# EXERCISE GOAL:
The answer is the full set of records below, transcribed exactly.

-- Opening Marker --

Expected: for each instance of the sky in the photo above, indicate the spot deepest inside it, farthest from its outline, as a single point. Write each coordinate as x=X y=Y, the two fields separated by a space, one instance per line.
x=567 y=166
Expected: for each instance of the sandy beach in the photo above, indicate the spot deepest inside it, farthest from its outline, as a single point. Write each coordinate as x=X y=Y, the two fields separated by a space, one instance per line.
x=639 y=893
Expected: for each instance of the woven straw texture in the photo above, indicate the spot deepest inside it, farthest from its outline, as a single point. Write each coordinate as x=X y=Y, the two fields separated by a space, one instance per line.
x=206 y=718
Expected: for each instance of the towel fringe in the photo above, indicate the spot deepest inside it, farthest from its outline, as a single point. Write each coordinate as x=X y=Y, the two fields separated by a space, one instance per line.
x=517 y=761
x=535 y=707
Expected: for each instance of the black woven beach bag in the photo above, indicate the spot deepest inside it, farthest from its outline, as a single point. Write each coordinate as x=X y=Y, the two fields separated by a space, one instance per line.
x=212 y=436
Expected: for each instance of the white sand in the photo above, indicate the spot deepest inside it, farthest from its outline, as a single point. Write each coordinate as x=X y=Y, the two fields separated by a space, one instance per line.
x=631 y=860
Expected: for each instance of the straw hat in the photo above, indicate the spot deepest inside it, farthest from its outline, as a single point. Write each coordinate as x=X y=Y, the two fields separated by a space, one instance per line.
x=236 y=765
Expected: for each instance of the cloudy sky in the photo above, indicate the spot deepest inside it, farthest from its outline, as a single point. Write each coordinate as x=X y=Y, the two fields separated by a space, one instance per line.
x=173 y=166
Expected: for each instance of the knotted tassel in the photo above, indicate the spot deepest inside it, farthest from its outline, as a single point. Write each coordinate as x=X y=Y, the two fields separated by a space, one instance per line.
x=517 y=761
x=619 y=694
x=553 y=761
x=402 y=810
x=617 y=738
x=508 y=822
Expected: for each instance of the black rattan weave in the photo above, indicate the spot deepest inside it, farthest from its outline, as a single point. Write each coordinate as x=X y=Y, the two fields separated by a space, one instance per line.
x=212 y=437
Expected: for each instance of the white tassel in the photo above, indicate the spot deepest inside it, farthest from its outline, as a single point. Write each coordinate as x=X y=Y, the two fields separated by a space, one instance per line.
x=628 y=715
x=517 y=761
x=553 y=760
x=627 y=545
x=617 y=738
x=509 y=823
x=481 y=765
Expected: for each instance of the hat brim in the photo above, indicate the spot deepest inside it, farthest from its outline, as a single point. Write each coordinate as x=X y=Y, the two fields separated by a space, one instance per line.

-- Closing Marker --

# RESULT FOR THIS EXERCISE:
Expected: for each instance of the sky in the photo above, indicate the spot deepest inside it, farthest from its outline, as a single point. Write each coordinate as x=X y=Y, the two fields separated by a space, one instance per line.
x=567 y=166
Expected: for each instance of the sandy beach in the photo above, indicate the spot deepest inside it, farthest from its outline, as a single point. Write each coordinate as x=X y=Y, the two fields separated by a space, one instance per line.
x=639 y=893
Expected: for each instance of the woven straw texture in the photo above, indicate the spot deepest inside it, farthest from its outline, as a single point. Write each coordinate as x=X y=Y, the two fields separated by a space, one instance per line.
x=206 y=718
Expected: for each instance of the towel fringe in the photo above, indicate the spot deepest inside it, farthest from its outline, as a single point. Write each coordinate as x=X y=Y, the two fields separated by a space, one instance per line.
x=517 y=761
x=535 y=707
Expected: for each instance of the black woven beach bag in the photo above, indicate the spot deepest inside it, farthest from its outline, as a single point. Write each coordinate as x=X y=Y, the two fields separated by a space, one instance per line.
x=212 y=436
Expected: for each instance of the white sand in the photo above, indicate the spot deepest inside it, farthest from its outline, as a single point. Write each coordinate as x=X y=Y, the two fields separated by a space, one instance per line.
x=631 y=860
Expected: for each instance of the straw hat in the photo above, indicate the spot deepest inside it, farthest from its outline, as a single point. Write each coordinate as x=X y=Y, the two fields separated by a space, one instance per line.
x=236 y=765
Expected: for each instance of the cloudy sky in the photo above, indicate the spot deepest inside it, farthest from its outline, as a single point. Write each coordinate as x=X y=Y, the two fields separated by a space, one instance per line.
x=173 y=166
Expected: for each instance of the knotted tassel in the photo above, indicate the spot deepest inside it, farthest from its outline, as a single point. Write each coordinate as x=X y=Y, the two fields separated by a space, one instance per line.
x=517 y=761
x=619 y=694
x=553 y=761
x=402 y=810
x=617 y=738
x=508 y=822
Expected: for each instance of the black rattan weave in the photo above, indicate the spot deepest inside it, farthest from its outline, as a single point. Write each coordinate as x=X y=Y, the two fields separated by a space, one instance per line.
x=212 y=437
Expected: for each instance of the white tassel in the photo above, indicate the spot deepest inside it, farthest from its outline, as a single point. Write each coordinate as x=X y=Y, the two fields separated by a space, one instance per line.
x=628 y=715
x=517 y=761
x=553 y=760
x=627 y=545
x=617 y=738
x=509 y=823
x=481 y=765
Expected: for each instance of the hat brim in the photo above, indicate the spot deepest inside it, farthest from its outline, as a single point. Write each coordinate as x=X y=Y, the two fields separated by a space, one instance per line.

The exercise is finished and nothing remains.